Print every line of the records below word for word, omitting the pictures.

+ + +

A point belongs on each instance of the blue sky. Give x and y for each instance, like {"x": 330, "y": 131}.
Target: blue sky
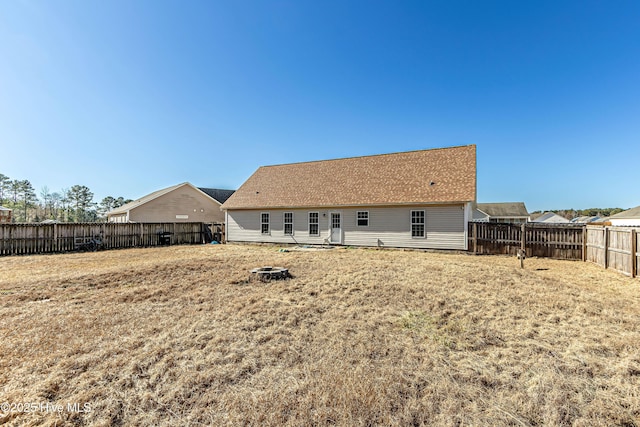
{"x": 127, "y": 97}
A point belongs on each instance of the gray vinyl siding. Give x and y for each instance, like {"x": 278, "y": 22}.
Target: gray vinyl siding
{"x": 388, "y": 227}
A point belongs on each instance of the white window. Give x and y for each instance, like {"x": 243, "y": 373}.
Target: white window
{"x": 417, "y": 224}
{"x": 314, "y": 224}
{"x": 288, "y": 223}
{"x": 362, "y": 218}
{"x": 264, "y": 223}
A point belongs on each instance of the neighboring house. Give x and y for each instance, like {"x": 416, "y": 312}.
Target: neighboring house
{"x": 509, "y": 212}
{"x": 551, "y": 218}
{"x": 630, "y": 217}
{"x": 585, "y": 219}
{"x": 180, "y": 203}
{"x": 5, "y": 215}
{"x": 417, "y": 199}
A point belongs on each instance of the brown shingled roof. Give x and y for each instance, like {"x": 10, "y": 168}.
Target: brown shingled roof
{"x": 386, "y": 179}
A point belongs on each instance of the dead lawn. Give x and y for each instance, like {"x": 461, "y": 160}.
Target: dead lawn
{"x": 174, "y": 336}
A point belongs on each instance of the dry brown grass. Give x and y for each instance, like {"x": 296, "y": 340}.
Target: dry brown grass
{"x": 174, "y": 336}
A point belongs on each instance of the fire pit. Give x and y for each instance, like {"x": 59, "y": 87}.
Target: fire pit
{"x": 267, "y": 274}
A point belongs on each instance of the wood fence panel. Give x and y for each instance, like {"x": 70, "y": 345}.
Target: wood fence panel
{"x": 596, "y": 250}
{"x": 619, "y": 250}
{"x": 614, "y": 247}
{"x": 541, "y": 240}
{"x": 26, "y": 239}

+ + +

**Completed exercise**.
A point belongs on each instance of the blue sky. Give x and y for each instance, like {"x": 330, "y": 131}.
Target: blue sky
{"x": 127, "y": 97}
A point belongs on each instance of the gray vinyl siding. Give x and y for each instance, like {"x": 278, "y": 22}.
Target: gray vinyl siding
{"x": 388, "y": 227}
A point belongs on each instance of the white window. Give x and y for each instance, like {"x": 243, "y": 373}.
Target: white window
{"x": 417, "y": 224}
{"x": 314, "y": 224}
{"x": 288, "y": 223}
{"x": 362, "y": 218}
{"x": 264, "y": 223}
A point belongs on each instance of the neighboring house. Give x and y for each instance, like {"x": 416, "y": 312}.
Target: neighboring house
{"x": 509, "y": 212}
{"x": 551, "y": 218}
{"x": 630, "y": 217}
{"x": 585, "y": 219}
{"x": 180, "y": 203}
{"x": 5, "y": 215}
{"x": 417, "y": 199}
A point belongs on each instance of the brown shingled roof. Give x and y for each instance, like {"x": 10, "y": 168}.
Target: brown shingled roof
{"x": 386, "y": 179}
A point belongs on each instance of the dead lawn. Give x and y for each instance, like {"x": 461, "y": 160}.
Target: dead lawn
{"x": 174, "y": 336}
A point belongs on each instance of the dry brown grass. Give x and y for each instance, like {"x": 296, "y": 340}.
Target: dry brown grass
{"x": 174, "y": 336}
A point belongs on each instance of the fire pit. Give x and y for each instance, like {"x": 59, "y": 87}.
Target: fire pit
{"x": 267, "y": 274}
A point belongs on each instance of the wood fence panel. Give x and y for each instance, like {"x": 70, "y": 345}.
Target: wood fence panel
{"x": 596, "y": 250}
{"x": 619, "y": 250}
{"x": 614, "y": 247}
{"x": 541, "y": 240}
{"x": 26, "y": 239}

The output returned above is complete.